### EXTRACT TO READ:
** BEGIN **

Spring Breakers
In 1995 Harmony Korine wrote the screenplay for the Larry Clark film
Kids, an unflinching drama about kids engaging in underage sex and
drug use. Two years later, Korine made his directional debut with the
bleak, apocalyptic Gummo, which charted more absurdist waters in
a post-apocalyptic world of boredom and young people running amok.
Troubled youths is a reoccurring theme that has stayed with this former
skateboarder right up till now.
Spring Breakers
is a more accessible and commercial film than Gummo but its short
of a narrative and it lacks the matter-of-fact treatment of Kids.
There's a memorable visual style and a bizarre, entertaining performance
by James Franco, but not enough story or insight to certify its
importance. The film is long and flabby, its characters and plot
underdeveloped and Korine's direction lacks certainty. Is this a
critique of a self-absorbed generation, a comedy, a thriller or just an
exercise in perversion?

** END **

### INFORMATION GIVEN:
** BEGIN **

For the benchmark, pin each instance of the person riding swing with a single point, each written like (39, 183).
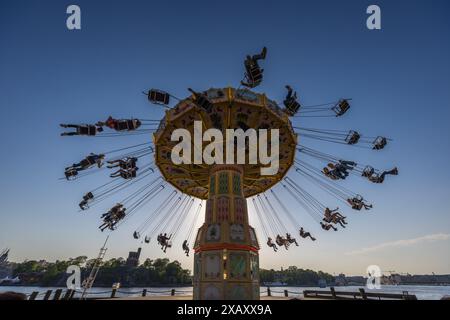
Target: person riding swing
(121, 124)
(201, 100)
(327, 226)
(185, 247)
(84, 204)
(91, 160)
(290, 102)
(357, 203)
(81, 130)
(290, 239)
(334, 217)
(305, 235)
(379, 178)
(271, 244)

** END **

### PROBLEM SET:
a) Write out, word for word, the portion of the Spring Breakers review from "Troubled youths is" up to and including "exercise in perversion?".
b) According to the Spring Breakers review, whose performance in the film is described as bizarre and entertaining?
The records have no connection to the Spring Breakers review.

### RESULTS FOR EACH TASK:
a)
Troubled youths is a reoccurring theme that has stayed with this former
skateboarder right up till now.
Spring Breakers
is a more accessible and commercial film than Gummo but its short
of a narrative and it lacks the matter-of-fact treatment of Kids.
There's a memorable visual style and a bizarre, entertaining performance
by James Franco, but not enough story or insight to certify its
importance. The film is long and flabby, its characters and plot
underdeveloped and Korine's direction lacks certainty. Is this a
critique of a self-absorbed generation, a comedy, a thriller or just an
exercise in perversion?

b) James Franco's